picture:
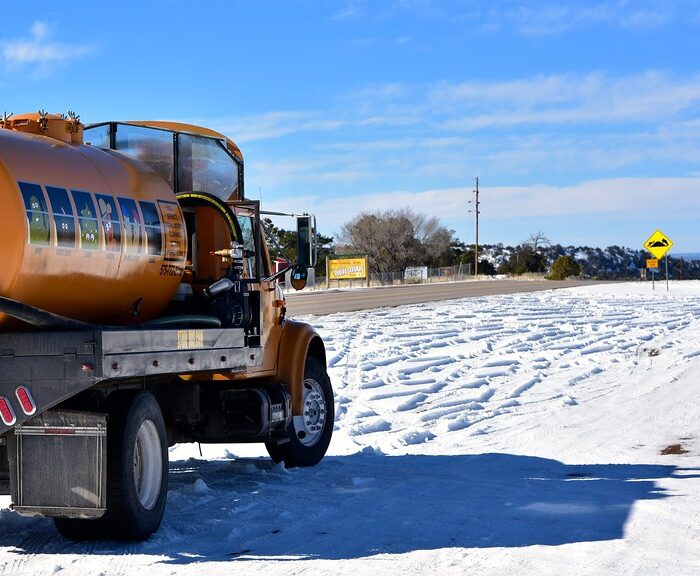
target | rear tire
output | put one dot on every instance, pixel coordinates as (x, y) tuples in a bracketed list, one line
[(309, 433), (137, 473)]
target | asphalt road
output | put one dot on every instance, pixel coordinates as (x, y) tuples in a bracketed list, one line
[(329, 301)]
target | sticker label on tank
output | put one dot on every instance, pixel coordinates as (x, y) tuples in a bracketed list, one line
[(153, 227), (37, 214), (173, 231), (109, 219), (87, 220), (63, 216), (132, 225)]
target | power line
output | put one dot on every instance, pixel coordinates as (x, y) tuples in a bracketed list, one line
[(476, 213)]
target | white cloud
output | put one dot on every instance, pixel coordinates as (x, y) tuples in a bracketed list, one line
[(615, 197), (271, 125), (39, 49), (566, 99)]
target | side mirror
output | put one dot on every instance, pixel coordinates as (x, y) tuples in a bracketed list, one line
[(306, 240)]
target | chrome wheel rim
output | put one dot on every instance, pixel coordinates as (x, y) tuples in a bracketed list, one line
[(148, 464), (310, 425)]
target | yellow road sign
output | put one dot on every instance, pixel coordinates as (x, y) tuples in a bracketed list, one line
[(658, 244)]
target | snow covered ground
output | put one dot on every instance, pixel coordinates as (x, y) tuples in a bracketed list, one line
[(518, 434)]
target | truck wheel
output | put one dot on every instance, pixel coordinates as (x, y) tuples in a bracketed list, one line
[(137, 473), (309, 434)]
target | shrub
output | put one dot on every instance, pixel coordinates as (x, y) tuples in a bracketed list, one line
[(563, 267)]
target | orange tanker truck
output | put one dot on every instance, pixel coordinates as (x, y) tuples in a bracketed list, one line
[(138, 309)]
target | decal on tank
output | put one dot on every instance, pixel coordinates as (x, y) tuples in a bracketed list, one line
[(37, 214), (154, 228), (132, 225), (63, 216), (173, 231), (109, 218), (103, 222), (87, 220)]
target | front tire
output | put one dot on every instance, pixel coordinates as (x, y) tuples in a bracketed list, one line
[(309, 433), (137, 473)]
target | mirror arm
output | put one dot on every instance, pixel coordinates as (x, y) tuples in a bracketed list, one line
[(272, 239)]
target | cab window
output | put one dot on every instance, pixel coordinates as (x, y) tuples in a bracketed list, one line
[(150, 145), (204, 165)]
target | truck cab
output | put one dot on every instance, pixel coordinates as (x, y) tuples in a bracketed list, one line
[(218, 361)]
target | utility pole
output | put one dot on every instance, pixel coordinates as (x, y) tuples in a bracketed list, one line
[(476, 243)]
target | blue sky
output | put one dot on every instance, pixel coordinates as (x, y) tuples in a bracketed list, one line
[(582, 119)]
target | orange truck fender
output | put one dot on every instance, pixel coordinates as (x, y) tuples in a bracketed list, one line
[(298, 341)]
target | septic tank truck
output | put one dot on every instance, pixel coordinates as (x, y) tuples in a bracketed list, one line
[(138, 309)]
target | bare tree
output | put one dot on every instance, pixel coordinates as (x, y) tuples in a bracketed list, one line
[(537, 240), (396, 239)]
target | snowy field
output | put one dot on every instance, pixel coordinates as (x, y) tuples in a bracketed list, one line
[(518, 434)]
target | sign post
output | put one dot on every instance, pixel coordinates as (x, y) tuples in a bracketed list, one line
[(658, 244)]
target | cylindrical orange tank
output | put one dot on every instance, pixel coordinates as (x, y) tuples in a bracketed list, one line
[(86, 233)]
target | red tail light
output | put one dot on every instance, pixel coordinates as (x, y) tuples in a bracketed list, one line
[(25, 400), (6, 412)]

*Exercise prompt*. Convert every one of the rows above into a JSON list of strings, with one string per line, omitting blank lines and leaving the pictures out.

*Answer for this exercise*.
[
  "picture:",
  "target | rear tire",
  "output | put one dot on every instance, pixel coordinates as (x, y) tuples in a bracketed list, one line",
  "[(309, 433), (137, 473)]",
  "target | asphalt road",
  "output | put one dot on every instance, pixel coordinates as (x, y) tuples in a bracketed list, one line",
  "[(329, 301)]",
  "target | sticker label on tank",
  "output | put one dot on every instance, pixel coordinates as (x, y) tuples in a bracketed list, one line",
  "[(153, 227), (37, 214), (173, 231), (109, 219), (87, 220), (63, 216), (132, 225)]",
  "target | power line",
  "output | put one dot on every instance, pixel coordinates as (x, y) tuples in a bracketed list, one line",
  "[(476, 213)]",
  "target | white cloud",
  "output | put one dot on every instance, pixel coordinates as (x, y) tuples in a bracketed list, one line",
  "[(615, 197), (271, 125), (39, 49), (566, 99)]",
  "target | side mirror",
  "output | put one dot on every instance, pixel coordinates as (x, y) tuples in a bracketed list, one line",
  "[(306, 240)]",
  "target | chrome wheel rim",
  "output | put one dot on every instance, pixel coordinates as (x, y) tuples in a bracketed list, one line",
  "[(148, 464), (310, 425)]",
  "target | yellow road sign",
  "output | put one dot on every instance, pixel coordinates as (x, y) tuples in a bracketed list, one line",
  "[(658, 244)]",
  "target | snow covered ground",
  "output | put one dot on every instance, pixel coordinates as (x, y) tuples in a bracketed list, one line",
  "[(518, 434)]",
  "target | truck wheel",
  "output | put one dot on every instance, pixel coordinates as (x, y) tuples in a bracketed list, one line",
  "[(137, 473), (309, 434)]",
  "target | shrub",
  "output | put one dot on every instance, pixel coordinates as (x, y) tuples in a bracketed list, one line",
  "[(563, 267)]",
  "target | orange tanker truck",
  "output | put one dot on every instance, pixel coordinates as (x, y) tuples in a bracketed list, one line",
  "[(138, 309)]",
  "target | decal on tank",
  "output | put one dot on every instance, pixel coordinates as (x, y) tuples in a bracketed list, one line",
  "[(37, 214), (154, 228), (132, 225), (63, 216), (173, 231), (109, 218), (103, 222), (87, 220)]",
  "target | front tire",
  "output | put one dot on every instance, pixel coordinates as (x, y) tuples in a bracketed list, one line",
  "[(309, 433), (137, 473)]",
  "target | mirror arm",
  "output | put one dot on every instance, pixel coordinates as (x, y) tuples in a bracketed list, one line",
  "[(272, 239)]",
  "target | cab window",
  "output | put one dot on every instance, pixel coordinates as (x, y) tuples in a bracketed list, one line",
  "[(150, 145), (204, 165)]",
  "target | truck cab",
  "output | put one dot on every instance, pixel coordinates as (x, y) tuples in a bracketed list, one line",
  "[(218, 361)]",
  "target | utility pole",
  "output | put one dot on every instance, pixel coordinates as (x, y) tuples in a bracketed list, one line",
  "[(476, 243)]",
  "target | blue sky",
  "output | put one dot on every instance, pixel coordinates as (x, y) tuples in a bracketed list, one line",
  "[(582, 119)]",
  "target | orange truck fender",
  "output | put one dot on every instance, pixel coordinates as (x, y) tuples in a bracketed list, one line",
  "[(298, 341)]",
  "target | septic tank truck",
  "output | put one dot on every instance, pixel coordinates as (x, y) tuples in a bracketed list, one line",
  "[(138, 309)]",
  "target | bare tree",
  "output | put one dot on every instance, pixel coordinates as (x, y) tuples in a bracketed list, one line",
  "[(537, 240), (396, 239)]",
  "target | snowy field",
  "output | put one dot on every instance, pixel coordinates as (x, y) tuples in a bracketed list, one line",
  "[(518, 434)]",
  "target | sign post",
  "output | put one dot on every instance, pixel coordinates as (x, y) tuples in a bracketed list, one line",
  "[(658, 244)]",
  "target | cylindrical orange tank",
  "output | put one dot on every instance, pixel coordinates as (x, y) tuples in a bracketed list, one line",
  "[(86, 233)]",
  "target | red tail light",
  "output | put one dot on every instance, pixel coordinates as (x, y) tuples in a bracketed list, one line",
  "[(25, 400), (6, 412)]"
]